### ABOUT THIS EXERCISE
Output exactly the lines from the one with "In this exercise you will mark each instance of the snow-capped" through the last line of the data below, both included, and nothing more.

Dataset entries:
* * * * *

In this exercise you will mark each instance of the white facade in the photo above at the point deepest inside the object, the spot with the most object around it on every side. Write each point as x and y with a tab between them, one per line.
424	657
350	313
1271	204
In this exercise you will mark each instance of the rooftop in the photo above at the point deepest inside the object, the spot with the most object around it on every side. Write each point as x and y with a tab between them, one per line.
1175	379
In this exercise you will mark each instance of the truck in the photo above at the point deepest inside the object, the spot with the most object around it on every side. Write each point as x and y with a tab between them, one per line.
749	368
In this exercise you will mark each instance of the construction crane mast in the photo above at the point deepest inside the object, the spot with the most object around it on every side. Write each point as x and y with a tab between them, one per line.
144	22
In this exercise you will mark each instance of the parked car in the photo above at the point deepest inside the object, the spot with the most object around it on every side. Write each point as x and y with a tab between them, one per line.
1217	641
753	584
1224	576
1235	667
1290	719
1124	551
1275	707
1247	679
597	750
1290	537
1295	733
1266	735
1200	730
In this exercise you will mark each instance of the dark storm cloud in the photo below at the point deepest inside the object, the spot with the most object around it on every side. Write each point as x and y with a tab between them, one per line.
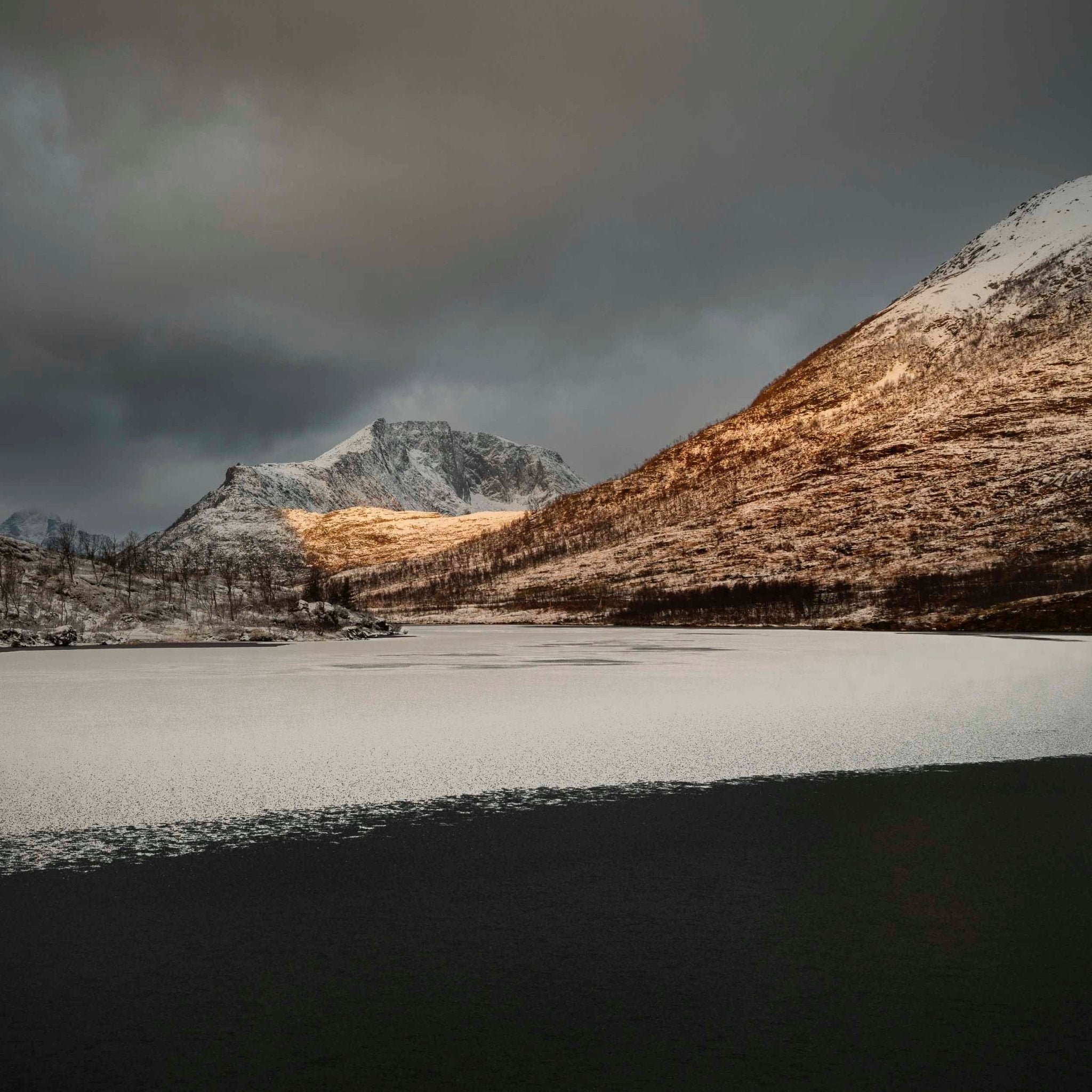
236	231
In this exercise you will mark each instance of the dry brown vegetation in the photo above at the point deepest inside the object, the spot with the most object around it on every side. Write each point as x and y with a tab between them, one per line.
364	536
893	454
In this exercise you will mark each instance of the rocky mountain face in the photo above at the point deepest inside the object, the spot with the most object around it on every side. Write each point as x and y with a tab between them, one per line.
933	464
45	529
425	467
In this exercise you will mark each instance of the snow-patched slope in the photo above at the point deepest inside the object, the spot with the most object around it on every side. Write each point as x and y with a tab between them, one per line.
403	465
1044	243
46	529
948	433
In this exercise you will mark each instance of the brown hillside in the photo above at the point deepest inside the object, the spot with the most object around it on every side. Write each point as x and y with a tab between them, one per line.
946	439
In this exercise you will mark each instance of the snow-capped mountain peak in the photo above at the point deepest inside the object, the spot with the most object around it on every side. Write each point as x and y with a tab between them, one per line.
410	465
1043	247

* * * * *

### WORKED SOLUTION
In this exercise you will mark each instance of the snow-capped mountain peak in the photo above at the point deepest inside the object, the spot with the most object around it on every side. Write each point as x and y with a tab between them, one per line.
410	465
1043	247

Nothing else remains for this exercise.